··· EXTRAIT CHOISI
Dans leur article « Notre Révolution russe [1] », François Sabado (NPA) et Charles Michaloux (Ensemble), tous deux dirigeants de la IVe Internationale (ex-« Secrétariat Unifié »), se donnent pour objectif de « formaliser et systématiser [un] bilan critique » de la révolution bolchévique, « dans la continuité des réflexions critiques de Rosa Luxembourg [2]. » Le livre d’Olivier Besancenot [3] que nous avons discuté dans le numéro précédent défend globalement la même ligne politique que cet article, qu’il cite d’ailleurs, et fait donc aussi une large place à la brochure de la révolutionnaire allemande, qualifiée de « prophétique [4]. »

Rosa Luxembourg a écrit ses « Notes sur la révolution russe » en prison en 1918 et ne les a jamais publiées. Partisane de la révolution socialiste, elle y explique pourquoi « l’insurrection d’Octobre n’a pas sauvé seulement la révolution russe, mais aussi l’honneur du socialisme international », avant de critiquer certaines décisions du parti bolchévik au pouvoir.

Le communisme, c’est les soviets plus le suffrage universel ?

Entre autres sujets, Rosa Luxembourg critique, non pas la dissolution de l’Assemblée constituante en janvier 1918, puisqu’elle ne peut imaginer les bolchéviks laisser cette tribune aux adversaires de la révolution qui y étaient majoritaires, mais le choix de ne pas convoquer de nouvelles élections après la dissolution : « Lénine et Trotski ont mis à la place des corps représentatifs issus d’élections générales les soviets comme la seule représentation véritable des masses ouvrières. Mais en étouffant la vie politique dans tout le pays, il est fatal que la vie dans les soviets eux-mêmes soit de plus en plus paralysée. »

Sabado et Michaloux reprennent à leur compte cette idée, en la reformulant :

« Tout se passe alors comme si [les bolchéviks] jugeaient désormais superflu, après l’insurrection victorieuse et la prise du pouvoir, toute manifestation électorale générale autre que le renouvellement périodique de la représentation dans les divers soviets. Finalement si cette Constituante s’est révélée en quelque sorte périmée dès son élection, il n’en demeure pas moins que le processus qui l’a portée et a porté la Révolution pendant de longs mois, celui d’une vibrante aspiration démocratique, appelait une réponse institutionnelle – à côté de la représentation soviétique et non contre elle. »

On appréciera avec quelle légèreté les élections dans les « divers soviets » sont traitées comme un simple « renouvellement périodique ». Pourtant, les soviets ont été le principal réceptacle et amplificateur de la « vibrante aspiration démocratique », même dans les périodes les plus difficiles de la guerre civile, avant de s’éteindre puis d’être étouffés par la bureaucratie stalinienne. À l’image du congrès panrusse des soviets, qui s’est réuni cinq fois à l’échelle d’un continent entre juin 1917 et juillet 1918 en reflétant les suffrages d’environ 20 millions d’électeurs à chaque fois – et pas immobilisés dans un isoloir mais mobilisés dans l’organisation de la révolution ! Qu’auraient permis de plus une élection nationale telle que nous les connaissons aujourd’hui ?
······
··· JEU DE DONNÉES
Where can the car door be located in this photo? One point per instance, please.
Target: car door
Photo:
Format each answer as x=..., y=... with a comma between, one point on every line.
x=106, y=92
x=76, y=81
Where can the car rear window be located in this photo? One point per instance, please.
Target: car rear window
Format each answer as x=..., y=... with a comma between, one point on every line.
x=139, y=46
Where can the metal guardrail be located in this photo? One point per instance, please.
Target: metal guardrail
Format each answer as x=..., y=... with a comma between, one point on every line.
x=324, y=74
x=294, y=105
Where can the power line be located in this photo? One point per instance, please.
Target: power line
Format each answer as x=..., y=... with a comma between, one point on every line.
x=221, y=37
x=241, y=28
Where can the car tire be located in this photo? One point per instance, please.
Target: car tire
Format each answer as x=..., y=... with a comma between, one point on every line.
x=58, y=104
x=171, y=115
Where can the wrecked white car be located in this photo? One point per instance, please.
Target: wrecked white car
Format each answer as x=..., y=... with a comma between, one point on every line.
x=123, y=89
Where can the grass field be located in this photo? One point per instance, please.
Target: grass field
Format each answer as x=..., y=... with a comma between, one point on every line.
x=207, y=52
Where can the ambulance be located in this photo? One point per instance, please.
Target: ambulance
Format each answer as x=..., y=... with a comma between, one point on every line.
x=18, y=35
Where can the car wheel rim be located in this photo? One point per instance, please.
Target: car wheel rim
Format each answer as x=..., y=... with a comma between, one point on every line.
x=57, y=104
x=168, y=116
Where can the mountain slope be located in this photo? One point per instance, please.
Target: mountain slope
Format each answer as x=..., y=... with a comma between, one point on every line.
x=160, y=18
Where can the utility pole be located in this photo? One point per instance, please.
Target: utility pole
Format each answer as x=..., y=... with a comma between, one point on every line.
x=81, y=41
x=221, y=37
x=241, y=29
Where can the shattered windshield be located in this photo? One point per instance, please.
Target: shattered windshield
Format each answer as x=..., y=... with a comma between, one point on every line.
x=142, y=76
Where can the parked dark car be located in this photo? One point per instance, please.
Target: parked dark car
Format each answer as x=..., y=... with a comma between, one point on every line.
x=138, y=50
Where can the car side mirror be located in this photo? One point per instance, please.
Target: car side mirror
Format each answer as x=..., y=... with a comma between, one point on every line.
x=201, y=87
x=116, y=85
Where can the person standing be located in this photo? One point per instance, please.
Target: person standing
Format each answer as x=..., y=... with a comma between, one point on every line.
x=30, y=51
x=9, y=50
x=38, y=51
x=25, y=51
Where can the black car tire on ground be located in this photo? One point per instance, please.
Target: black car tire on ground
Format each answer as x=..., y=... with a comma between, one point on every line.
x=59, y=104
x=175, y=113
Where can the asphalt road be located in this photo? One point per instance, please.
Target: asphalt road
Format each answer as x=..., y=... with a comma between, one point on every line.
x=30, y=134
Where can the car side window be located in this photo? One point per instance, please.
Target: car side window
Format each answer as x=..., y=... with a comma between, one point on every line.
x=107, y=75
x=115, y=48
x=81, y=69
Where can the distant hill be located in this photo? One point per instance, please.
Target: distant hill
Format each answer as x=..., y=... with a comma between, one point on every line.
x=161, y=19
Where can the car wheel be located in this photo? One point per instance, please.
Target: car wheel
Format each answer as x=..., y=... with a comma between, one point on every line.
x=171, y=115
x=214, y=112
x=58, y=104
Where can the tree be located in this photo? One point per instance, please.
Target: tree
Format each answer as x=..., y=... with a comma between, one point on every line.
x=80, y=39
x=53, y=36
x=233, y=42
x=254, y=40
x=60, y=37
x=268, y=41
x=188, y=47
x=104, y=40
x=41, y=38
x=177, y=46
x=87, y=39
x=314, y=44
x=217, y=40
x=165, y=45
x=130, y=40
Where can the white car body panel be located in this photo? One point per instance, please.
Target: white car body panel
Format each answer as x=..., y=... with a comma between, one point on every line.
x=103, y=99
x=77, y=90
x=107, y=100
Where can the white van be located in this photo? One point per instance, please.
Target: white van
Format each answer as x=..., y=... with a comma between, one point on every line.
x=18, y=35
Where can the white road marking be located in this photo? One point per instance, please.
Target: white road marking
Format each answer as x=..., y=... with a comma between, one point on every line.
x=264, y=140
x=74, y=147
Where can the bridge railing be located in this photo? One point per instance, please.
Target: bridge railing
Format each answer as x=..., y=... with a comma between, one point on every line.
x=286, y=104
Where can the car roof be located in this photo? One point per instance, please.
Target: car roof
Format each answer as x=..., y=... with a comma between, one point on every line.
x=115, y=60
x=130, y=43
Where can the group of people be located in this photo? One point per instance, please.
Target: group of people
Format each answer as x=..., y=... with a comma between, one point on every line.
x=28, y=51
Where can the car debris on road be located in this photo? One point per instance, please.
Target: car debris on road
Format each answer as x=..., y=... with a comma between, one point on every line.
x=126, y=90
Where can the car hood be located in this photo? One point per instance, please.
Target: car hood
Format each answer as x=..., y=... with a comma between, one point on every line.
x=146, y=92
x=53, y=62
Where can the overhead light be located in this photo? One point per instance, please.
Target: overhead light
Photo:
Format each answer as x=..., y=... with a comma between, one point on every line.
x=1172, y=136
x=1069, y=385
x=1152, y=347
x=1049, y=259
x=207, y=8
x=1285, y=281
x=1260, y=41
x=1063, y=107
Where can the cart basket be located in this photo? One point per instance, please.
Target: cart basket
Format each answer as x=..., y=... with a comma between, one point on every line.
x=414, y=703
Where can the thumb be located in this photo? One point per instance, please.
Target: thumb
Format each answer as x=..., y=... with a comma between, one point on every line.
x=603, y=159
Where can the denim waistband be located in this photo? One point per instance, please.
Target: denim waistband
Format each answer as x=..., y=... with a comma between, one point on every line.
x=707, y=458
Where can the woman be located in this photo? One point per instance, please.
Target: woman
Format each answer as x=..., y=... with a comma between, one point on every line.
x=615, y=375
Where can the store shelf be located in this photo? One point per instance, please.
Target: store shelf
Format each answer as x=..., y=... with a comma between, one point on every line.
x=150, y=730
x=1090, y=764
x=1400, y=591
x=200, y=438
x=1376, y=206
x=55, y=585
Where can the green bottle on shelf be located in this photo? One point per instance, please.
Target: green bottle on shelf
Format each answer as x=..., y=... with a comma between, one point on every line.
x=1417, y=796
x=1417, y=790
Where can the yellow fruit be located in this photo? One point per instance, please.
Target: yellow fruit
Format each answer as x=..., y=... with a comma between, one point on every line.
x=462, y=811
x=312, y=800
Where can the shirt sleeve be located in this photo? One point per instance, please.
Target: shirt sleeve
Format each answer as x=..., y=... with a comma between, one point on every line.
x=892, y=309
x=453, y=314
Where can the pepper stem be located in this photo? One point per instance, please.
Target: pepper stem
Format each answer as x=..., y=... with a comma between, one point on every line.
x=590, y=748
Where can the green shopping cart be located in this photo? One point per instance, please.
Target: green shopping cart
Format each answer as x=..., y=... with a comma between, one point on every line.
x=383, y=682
······
### ÉNONCÉ DE L'EXERCICE
Recopiez mot pour mot le passage de l'extrait sur la critique de Rosa Luxembourg situé entre « On appréciera avec » et « les connaissons aujourd’hui ? », bornes incluses. Ces données n'interviennent en rien ici.

### EXERCICE CORRIGÉ
On appréciera avec quelle légèreté les élections dans les « divers soviets » sont traitées comme un simple « renouvellement périodique ». Pourtant, les soviets ont été le principal réceptacle et amplificateur de la « vibrante aspiration démocratique », même dans les périodes les plus difficiles de la guerre civile, avant de s’éteindre puis d’être étouffés par la bureaucratie stalinienne. À l’image du congrès panrusse des soviets, qui s’est réuni cinq fois à l’échelle d’un continent entre juin 1917 et juillet 1918 en reflétant les suffrages d’environ 20 millions d’électeurs à chaque fois – et pas immobilisés dans un isoloir mais mobilisés dans l’organisation de la révolution ! Qu’auraient permis de plus une élection nationale telle que nous les connaissons aujourd’hui ?